Goal
Print the lines of each item below word for word, leaving out the pictures.

* Start Records to use *

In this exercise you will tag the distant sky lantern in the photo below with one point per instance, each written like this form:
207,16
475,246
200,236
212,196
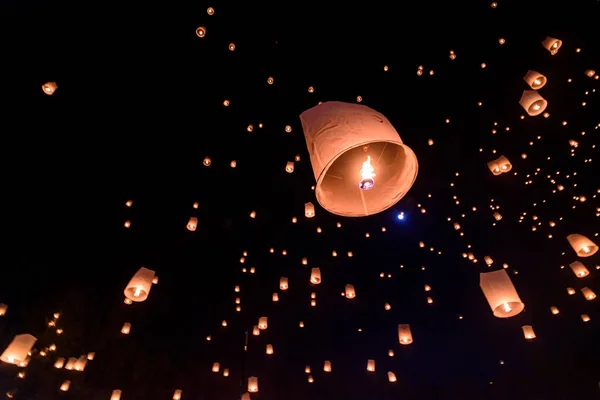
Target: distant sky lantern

* End Records to use *

Reply
In this exercise you will tag the distant sky lantern in the photo below with one point per instance, each written like this form:
207,16
475,246
200,236
212,196
Target: distant sky lantern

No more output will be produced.